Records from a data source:

[Start of section]

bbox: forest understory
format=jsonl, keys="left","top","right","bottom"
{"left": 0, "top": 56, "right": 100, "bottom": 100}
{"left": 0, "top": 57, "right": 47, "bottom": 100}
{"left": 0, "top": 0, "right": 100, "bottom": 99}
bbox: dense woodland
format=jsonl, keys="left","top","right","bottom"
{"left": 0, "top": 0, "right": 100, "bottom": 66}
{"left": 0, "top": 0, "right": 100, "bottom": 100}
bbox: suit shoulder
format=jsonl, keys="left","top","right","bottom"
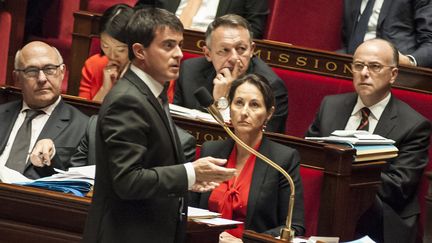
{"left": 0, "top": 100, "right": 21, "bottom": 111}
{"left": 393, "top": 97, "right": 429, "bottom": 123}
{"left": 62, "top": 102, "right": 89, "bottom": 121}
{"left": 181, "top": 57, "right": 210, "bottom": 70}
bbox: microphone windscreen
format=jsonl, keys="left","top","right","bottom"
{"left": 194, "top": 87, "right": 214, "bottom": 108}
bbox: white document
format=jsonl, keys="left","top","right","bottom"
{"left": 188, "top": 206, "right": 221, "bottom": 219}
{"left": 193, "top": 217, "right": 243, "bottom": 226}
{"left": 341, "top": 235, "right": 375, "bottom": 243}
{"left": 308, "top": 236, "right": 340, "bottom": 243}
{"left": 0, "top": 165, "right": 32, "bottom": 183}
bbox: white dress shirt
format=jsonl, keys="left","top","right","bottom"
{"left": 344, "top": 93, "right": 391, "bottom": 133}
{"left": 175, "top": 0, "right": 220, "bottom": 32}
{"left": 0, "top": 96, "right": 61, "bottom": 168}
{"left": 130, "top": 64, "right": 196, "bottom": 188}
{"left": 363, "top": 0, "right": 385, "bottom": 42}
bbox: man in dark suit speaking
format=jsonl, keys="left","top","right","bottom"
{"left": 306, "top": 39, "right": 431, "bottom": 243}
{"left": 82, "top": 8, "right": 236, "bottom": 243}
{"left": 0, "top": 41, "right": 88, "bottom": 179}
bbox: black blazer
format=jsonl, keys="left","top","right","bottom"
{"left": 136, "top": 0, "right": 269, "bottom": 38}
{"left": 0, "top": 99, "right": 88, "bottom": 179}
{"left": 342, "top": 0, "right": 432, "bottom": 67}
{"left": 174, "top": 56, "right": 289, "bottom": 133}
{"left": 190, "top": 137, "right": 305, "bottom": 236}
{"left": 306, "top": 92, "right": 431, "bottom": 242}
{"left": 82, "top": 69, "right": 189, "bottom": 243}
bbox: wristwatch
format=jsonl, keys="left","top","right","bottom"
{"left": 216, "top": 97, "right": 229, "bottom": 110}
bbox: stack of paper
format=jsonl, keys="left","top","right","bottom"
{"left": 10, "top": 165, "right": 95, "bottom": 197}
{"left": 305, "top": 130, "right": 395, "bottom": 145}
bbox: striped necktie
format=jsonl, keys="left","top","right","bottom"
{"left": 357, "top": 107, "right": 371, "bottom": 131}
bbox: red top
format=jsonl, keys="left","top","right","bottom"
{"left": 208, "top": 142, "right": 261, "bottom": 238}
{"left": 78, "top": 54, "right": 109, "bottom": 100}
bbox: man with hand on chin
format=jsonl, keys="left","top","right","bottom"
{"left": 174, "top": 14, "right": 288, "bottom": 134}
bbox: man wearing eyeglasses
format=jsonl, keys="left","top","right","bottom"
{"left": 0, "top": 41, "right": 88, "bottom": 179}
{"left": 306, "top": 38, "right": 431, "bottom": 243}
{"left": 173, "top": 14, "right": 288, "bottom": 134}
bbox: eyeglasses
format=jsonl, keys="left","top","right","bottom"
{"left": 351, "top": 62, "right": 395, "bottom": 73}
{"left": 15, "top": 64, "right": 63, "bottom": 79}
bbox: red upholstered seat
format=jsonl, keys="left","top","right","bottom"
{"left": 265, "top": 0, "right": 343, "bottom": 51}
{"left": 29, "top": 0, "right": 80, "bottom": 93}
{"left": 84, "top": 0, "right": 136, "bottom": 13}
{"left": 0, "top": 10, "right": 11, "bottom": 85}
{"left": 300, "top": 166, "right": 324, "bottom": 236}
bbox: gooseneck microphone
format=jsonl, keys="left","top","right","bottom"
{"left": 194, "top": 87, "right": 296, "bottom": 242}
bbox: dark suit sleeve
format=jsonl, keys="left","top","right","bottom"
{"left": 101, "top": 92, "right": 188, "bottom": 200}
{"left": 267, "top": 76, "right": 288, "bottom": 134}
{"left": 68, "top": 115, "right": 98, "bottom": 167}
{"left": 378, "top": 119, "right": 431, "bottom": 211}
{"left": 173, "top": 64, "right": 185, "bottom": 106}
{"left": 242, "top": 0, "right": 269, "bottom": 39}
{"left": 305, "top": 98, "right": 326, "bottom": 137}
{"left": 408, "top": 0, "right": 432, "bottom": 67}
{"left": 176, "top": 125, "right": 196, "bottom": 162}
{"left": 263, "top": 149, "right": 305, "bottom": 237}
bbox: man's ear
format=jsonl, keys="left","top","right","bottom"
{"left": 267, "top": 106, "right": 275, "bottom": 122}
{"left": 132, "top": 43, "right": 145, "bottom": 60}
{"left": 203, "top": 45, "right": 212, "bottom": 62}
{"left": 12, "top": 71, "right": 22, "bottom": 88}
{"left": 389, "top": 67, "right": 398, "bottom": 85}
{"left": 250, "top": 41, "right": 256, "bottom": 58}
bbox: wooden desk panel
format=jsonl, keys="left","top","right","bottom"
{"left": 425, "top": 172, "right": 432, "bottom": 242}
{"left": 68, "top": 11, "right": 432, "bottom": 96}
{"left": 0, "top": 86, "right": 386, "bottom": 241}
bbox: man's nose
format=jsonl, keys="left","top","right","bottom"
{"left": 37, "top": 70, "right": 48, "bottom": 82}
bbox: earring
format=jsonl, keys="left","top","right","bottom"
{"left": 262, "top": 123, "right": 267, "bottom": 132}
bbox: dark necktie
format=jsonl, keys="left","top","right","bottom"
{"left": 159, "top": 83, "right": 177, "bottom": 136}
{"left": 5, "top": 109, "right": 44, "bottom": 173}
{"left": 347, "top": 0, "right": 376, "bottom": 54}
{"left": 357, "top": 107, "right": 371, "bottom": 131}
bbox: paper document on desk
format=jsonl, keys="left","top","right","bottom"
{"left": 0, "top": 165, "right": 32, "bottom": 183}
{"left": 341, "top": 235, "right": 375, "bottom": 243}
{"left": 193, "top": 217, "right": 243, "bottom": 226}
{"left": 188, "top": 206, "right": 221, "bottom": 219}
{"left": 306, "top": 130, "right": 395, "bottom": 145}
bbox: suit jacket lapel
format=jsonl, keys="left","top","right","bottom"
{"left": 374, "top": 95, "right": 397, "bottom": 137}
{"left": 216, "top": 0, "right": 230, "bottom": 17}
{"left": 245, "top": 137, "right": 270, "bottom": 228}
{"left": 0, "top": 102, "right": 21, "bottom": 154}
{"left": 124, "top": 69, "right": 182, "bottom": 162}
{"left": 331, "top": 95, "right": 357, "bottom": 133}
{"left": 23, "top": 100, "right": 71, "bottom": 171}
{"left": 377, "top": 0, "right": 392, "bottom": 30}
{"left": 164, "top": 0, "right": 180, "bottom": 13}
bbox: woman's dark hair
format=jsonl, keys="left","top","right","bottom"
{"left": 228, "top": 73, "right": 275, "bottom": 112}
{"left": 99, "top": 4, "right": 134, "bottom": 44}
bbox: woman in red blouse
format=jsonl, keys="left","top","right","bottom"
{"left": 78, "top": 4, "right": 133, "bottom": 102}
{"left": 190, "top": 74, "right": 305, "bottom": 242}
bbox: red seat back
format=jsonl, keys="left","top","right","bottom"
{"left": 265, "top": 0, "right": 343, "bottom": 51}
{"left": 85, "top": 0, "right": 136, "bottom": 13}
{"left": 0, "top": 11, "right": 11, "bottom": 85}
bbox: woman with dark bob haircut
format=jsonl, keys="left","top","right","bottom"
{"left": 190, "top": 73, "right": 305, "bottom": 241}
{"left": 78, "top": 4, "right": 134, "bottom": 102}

[End of section]
[Start of section]

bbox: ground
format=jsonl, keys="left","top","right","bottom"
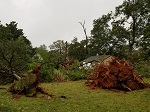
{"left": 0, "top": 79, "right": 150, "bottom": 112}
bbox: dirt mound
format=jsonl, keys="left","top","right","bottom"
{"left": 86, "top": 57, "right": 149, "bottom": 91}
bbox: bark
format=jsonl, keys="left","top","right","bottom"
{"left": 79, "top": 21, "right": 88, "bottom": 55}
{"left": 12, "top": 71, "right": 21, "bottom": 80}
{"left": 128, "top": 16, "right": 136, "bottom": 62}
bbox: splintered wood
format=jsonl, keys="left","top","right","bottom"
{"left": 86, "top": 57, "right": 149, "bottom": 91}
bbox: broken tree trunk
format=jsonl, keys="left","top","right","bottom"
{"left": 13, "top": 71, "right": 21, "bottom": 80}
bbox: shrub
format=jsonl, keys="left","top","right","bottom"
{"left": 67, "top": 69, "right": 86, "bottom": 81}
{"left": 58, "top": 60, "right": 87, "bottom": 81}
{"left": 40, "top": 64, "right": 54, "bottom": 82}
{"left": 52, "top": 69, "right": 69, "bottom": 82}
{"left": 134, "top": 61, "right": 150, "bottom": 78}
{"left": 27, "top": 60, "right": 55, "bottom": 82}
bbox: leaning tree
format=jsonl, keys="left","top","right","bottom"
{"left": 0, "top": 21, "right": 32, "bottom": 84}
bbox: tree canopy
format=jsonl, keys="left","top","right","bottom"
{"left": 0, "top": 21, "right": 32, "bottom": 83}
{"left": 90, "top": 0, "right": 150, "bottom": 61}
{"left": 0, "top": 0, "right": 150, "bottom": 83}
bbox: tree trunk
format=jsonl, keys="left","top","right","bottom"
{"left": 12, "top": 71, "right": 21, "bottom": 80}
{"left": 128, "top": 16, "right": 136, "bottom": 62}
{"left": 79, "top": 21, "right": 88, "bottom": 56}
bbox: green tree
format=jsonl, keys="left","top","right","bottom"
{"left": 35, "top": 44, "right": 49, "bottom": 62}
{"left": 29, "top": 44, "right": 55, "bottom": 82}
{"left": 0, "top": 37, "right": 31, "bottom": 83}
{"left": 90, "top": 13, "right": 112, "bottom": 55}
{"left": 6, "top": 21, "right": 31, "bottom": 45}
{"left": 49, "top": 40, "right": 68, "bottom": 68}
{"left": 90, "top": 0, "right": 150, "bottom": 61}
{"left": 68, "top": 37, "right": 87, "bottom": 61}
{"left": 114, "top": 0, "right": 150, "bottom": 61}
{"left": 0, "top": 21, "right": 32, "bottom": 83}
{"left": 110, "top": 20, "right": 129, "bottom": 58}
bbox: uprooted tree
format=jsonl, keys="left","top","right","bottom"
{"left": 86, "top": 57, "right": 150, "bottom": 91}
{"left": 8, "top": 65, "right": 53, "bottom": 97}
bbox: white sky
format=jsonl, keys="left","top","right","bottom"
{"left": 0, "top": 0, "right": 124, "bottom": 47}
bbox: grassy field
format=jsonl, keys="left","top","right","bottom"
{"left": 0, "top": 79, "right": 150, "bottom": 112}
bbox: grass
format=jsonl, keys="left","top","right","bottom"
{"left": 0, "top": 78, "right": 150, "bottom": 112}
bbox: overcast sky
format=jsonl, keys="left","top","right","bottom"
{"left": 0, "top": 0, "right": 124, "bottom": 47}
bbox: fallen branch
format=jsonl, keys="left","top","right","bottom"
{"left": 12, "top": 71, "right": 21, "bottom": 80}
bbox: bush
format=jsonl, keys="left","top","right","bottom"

[End of section]

_WHAT THE EXERCISE ASKS_. From the records above, reproduce exactly the lines from the one with "bbox: man with hand on chin" to the one with "bbox: gooseneck microphone", both included, and no others.

_SOLUTION FOR THIS PROBLEM_.
bbox: man with hand on chin
format=jsonl, keys="left","top","right","bottom"
{"left": 174, "top": 14, "right": 288, "bottom": 134}
bbox: man wearing eyeglasses
format=jsonl, keys="left","top","right","bottom"
{"left": 0, "top": 41, "right": 88, "bottom": 179}
{"left": 306, "top": 38, "right": 431, "bottom": 243}
{"left": 173, "top": 14, "right": 288, "bottom": 134}
bbox: eyeglasses
format=jsonl, keys="left","top","right","bottom"
{"left": 351, "top": 62, "right": 395, "bottom": 73}
{"left": 15, "top": 64, "right": 63, "bottom": 79}
bbox: red upholstered seat
format=jsonl, keys="left","top","right","bottom"
{"left": 265, "top": 0, "right": 343, "bottom": 51}
{"left": 29, "top": 0, "right": 80, "bottom": 93}
{"left": 84, "top": 0, "right": 136, "bottom": 13}
{"left": 0, "top": 10, "right": 11, "bottom": 85}
{"left": 300, "top": 166, "right": 324, "bottom": 236}
bbox: gooseneck microphone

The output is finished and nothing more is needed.